• _Excerpted passage_:
--------------------------------

1. Field of the Invention
The present invention generally relates to interactive display systems. More specifically, the present invention relates to a lens system as might be used by an illuminator in an interactive display system.
2. Description of the Related Art
If a computer vision system uses a two-dimensional camera input and background subtraction, a random or semi-random dot pattern allows the system to more reliably detect objects that are at a different distance from a background. If the pattern is too regular, however, the object may disappear relative to the background when at a particular distance. This is a result of too many parts of a texture looking alike. Determinations as to the position of objects (or a more accurate indication thereof) therefore suffer. As a result, users may attempt to interact with an object (e.g., grab an object) that is not where the interactive display system otherwise indicates the object to presently be located. There is, therefore, a need for a system that may create lighting patterns useful to computer vision systems and to allow for more accurate tracking and determination of object positions in space.
In a first claimed embodiment, a system for projecting a pattern of light is disclosed. The system includes a light source (an illuminator) including multiple emitters of light. The emitters are arranged in a pattern. The system further includes a cluster of lenses located in front of the light source. The cluster of lenses focuses and projects light from the emitters in numerous directions. The focused and projected light forms a pattern of light. A camera detects the pattern of light on an object illuminated by the emitters. A computing device executes instructions stored in memory to determine a location of the object in space utilizing at least the detected pattern of light on the object.
In a variation of the aforementioned embodiment, the system may include a cluster of infrared light emitting diodes (LEDs). The light emitting diodes generate infrared light that is detectable by the camera but not by the eye of a human observer interacting with the object. The system may alternatively (or additionally) include a condenser lens located between the light source and the cluster of lenses. The condenser lens concentrates light from the light source to the cluster of lens.
A second claimed embodiment of the present invention is for a method for projecting a pattern of infrared light. Through this claimed method, light is emitted from a light source (an illuminator) including multiple emitters arranged in a pattern. A cluster of lenses focuses and projects the emitted light, the cluster of lenses located in front of the light source. The focused and projected light forms a pattern of light. That pattern is detected on an object illuminated by the emitters. As a result, the location of an object in space may be determined utilizing at least the detected pattern of light on the object. The location of the object may be determined by a computing device executing instructions stored in memory (e.g., a program).

--------------------------------

• _Extracted material_:
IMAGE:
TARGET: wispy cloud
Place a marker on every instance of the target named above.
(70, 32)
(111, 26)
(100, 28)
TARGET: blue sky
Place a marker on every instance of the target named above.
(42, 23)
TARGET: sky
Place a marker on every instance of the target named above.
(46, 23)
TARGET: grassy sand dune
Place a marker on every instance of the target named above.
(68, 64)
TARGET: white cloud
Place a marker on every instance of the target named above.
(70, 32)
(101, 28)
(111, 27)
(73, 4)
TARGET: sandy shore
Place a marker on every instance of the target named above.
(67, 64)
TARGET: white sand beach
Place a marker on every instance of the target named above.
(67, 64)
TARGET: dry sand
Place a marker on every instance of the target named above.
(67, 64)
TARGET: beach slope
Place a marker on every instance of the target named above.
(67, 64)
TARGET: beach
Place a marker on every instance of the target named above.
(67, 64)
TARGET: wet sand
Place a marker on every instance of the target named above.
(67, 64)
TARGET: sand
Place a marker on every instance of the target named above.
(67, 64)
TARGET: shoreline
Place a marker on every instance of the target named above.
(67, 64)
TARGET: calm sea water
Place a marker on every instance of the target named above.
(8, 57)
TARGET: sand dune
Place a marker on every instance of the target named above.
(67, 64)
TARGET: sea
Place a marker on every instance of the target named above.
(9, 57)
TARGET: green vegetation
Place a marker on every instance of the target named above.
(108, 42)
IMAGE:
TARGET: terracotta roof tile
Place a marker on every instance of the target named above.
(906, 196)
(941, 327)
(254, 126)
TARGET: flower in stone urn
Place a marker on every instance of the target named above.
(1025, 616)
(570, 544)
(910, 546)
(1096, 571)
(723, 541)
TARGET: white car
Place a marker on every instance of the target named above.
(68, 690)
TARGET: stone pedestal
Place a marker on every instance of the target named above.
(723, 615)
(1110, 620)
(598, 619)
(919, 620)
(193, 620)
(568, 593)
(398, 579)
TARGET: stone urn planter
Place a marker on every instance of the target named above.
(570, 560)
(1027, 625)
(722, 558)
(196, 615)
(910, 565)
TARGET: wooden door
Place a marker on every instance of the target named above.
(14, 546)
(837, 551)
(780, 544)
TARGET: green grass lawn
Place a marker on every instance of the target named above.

--------------------------------

• _Written problem 1_:
Answer these from the patent text:
(a) According to the patent text, what can happen to an object when the dot pattern is too regular?
(b) Where is the condenser lens located?
(c) In the first claimed embodiment, what detects the pattern of light on the illuminated object?
• _Written problem 2_: Reproduce the patent text between "In a variation" and "cluster of lens.", inclusive.

• _Complete output 1_:
(a) The object may disappear relative to the background when at a particular distance.
(b) Between the light source and the cluster of lenses.
(c) A camera.

• _Complete output 2_:
In a variation of the aforementioned embodiment, the system may include a cluster of infrared light emitting diodes (LEDs). The light emitting diodes generate infrared light that is detectable by the camera but not by the eye of a human observer interacting with the object. The system may alternatively (or additionally) include a condenser lens located between the light source and the cluster of lenses. The condenser lens concentrates light from the light source to the cluster of lens.